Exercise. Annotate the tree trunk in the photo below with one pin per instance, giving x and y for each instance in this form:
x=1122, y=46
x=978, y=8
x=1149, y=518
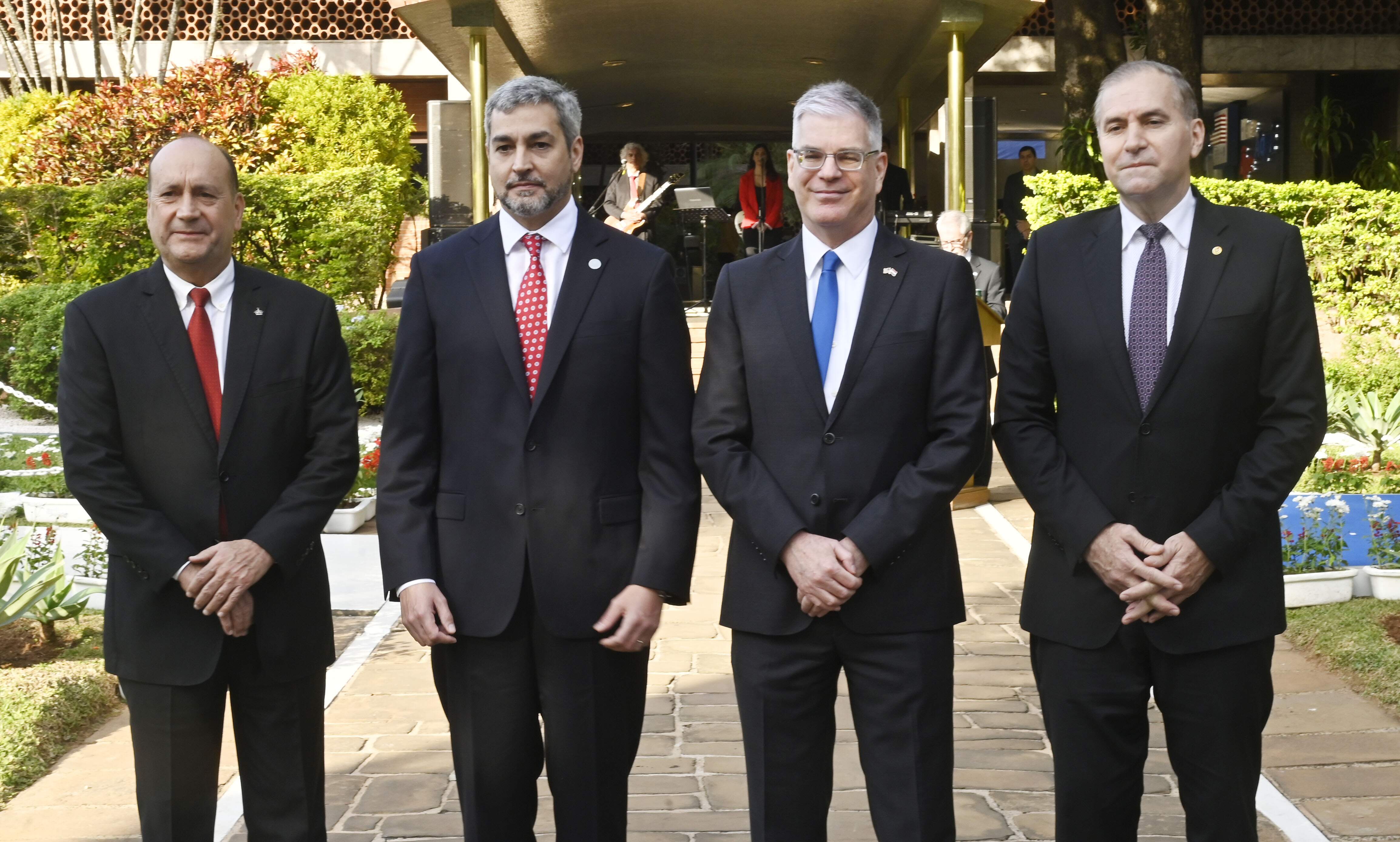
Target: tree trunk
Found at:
x=1088, y=44
x=170, y=40
x=1176, y=37
x=215, y=19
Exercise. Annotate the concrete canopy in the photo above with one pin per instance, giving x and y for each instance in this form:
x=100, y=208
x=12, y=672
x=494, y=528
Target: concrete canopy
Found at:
x=712, y=65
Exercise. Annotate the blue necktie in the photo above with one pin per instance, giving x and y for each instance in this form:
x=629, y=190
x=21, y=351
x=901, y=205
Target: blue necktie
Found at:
x=824, y=312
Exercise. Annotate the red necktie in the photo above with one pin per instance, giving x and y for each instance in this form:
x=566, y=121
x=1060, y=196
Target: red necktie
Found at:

* * *

WHAT YOU SHOULD DO. Would you return the whole listing above exactly as written, skipping any image?

TASK OUTPUT.
Exercise. Annotate the tree trunk in the photo below with one pin per instance, giving x and y for each instance in this form:
x=1122, y=46
x=978, y=8
x=1149, y=518
Target: tree trunk
Found at:
x=1088, y=44
x=170, y=40
x=1176, y=37
x=215, y=19
Exercise. Annotate the concrete canopy in the photo above with one pin per instance, giving x and y for each instance in this form:
x=100, y=208
x=12, y=672
x=494, y=528
Target: concrete canopy
Found at:
x=712, y=65
Exercise. Annotate the blue necktie in the photo above with one pin per instance, giving x and y for each instance in this form:
x=629, y=190
x=21, y=351
x=901, y=205
Target: blue necktie
Found at:
x=824, y=312
Exercise. Annotate the red necktie in the photo above with one pin per instance, giving x and y for each instance in this form:
x=566, y=121
x=1060, y=196
Target: red necktie
Found at:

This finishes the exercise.